Go through the listing and copy each line with the string "curly".

───

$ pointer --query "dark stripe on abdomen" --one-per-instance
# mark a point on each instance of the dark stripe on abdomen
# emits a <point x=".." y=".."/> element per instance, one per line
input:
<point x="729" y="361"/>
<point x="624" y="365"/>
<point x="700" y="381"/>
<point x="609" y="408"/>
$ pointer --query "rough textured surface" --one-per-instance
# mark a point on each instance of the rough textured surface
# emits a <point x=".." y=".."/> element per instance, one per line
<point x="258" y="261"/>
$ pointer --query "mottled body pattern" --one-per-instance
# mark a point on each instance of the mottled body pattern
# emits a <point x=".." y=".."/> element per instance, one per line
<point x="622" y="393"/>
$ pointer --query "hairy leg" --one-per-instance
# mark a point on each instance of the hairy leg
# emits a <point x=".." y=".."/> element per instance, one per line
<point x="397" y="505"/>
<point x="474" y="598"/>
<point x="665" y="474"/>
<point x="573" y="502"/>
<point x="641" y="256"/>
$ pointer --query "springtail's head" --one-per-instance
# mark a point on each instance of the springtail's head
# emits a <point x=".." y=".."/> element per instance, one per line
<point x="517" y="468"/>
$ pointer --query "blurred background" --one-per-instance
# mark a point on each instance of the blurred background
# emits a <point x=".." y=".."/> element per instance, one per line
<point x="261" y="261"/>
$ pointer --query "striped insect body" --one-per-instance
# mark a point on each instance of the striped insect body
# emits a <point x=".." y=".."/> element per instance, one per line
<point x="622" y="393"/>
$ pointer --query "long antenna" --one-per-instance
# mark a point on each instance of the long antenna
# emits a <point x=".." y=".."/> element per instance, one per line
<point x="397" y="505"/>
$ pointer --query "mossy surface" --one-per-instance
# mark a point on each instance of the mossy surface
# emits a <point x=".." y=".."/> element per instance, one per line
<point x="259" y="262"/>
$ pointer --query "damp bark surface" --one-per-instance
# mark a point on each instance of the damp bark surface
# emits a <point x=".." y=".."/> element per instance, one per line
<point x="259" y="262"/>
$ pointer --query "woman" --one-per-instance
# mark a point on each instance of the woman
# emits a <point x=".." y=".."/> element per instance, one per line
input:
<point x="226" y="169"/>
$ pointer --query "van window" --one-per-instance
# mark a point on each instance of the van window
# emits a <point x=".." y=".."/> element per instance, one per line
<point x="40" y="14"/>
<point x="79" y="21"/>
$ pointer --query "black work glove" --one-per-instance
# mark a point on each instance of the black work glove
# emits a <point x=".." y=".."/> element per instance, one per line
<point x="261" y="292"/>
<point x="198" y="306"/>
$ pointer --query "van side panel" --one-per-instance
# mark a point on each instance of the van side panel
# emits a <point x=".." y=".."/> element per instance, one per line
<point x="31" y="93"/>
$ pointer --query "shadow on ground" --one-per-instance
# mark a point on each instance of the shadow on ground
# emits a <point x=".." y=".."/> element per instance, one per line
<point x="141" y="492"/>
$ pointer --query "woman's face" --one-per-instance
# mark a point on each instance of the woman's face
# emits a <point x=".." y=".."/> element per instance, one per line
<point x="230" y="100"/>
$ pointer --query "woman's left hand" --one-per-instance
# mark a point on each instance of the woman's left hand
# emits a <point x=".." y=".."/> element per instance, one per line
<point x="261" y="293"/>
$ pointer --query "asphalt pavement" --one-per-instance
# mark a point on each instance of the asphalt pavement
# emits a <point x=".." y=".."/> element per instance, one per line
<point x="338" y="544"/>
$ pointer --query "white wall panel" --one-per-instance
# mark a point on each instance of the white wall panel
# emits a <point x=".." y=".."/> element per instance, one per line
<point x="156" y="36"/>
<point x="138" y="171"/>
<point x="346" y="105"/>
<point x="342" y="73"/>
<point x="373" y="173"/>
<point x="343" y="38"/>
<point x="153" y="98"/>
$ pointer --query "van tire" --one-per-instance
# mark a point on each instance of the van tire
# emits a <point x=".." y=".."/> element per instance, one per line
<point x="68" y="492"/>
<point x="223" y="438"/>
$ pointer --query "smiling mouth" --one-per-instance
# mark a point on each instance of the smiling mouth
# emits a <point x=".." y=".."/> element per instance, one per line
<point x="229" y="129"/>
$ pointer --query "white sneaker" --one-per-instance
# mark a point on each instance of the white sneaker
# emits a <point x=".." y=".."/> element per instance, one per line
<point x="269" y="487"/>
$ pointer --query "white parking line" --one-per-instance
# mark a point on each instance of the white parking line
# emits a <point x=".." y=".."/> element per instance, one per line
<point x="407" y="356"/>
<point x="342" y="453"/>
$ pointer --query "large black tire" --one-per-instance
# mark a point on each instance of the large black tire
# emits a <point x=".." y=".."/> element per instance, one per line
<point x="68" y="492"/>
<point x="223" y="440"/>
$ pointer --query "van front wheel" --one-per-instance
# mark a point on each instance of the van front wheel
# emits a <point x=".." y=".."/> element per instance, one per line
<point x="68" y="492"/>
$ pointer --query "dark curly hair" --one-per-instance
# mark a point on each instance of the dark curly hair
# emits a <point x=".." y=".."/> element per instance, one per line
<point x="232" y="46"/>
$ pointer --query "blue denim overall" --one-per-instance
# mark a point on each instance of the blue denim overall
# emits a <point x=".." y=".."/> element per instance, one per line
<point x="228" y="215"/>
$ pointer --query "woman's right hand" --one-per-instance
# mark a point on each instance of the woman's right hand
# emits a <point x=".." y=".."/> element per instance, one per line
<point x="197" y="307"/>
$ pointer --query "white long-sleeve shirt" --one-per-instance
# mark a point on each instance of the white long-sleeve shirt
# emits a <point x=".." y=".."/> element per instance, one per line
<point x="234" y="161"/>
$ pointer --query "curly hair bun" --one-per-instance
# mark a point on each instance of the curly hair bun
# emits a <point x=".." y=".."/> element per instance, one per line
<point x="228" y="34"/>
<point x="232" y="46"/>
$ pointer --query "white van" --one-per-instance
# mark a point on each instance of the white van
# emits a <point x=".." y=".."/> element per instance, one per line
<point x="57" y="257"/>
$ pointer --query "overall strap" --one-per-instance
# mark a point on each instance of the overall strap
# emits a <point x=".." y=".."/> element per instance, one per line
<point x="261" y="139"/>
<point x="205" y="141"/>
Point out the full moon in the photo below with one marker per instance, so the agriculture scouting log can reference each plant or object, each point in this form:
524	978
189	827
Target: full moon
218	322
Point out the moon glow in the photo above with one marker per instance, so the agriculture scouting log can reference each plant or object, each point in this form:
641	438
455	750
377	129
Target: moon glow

───

Result for this task -
$ pointer --query "dark curly hair" --one-per-instance
# mark a point on each instance of the dark curly hair
$ pointer --query "curly hair bun" --one-per-instance
# mark a point on each instance of the curly hair bun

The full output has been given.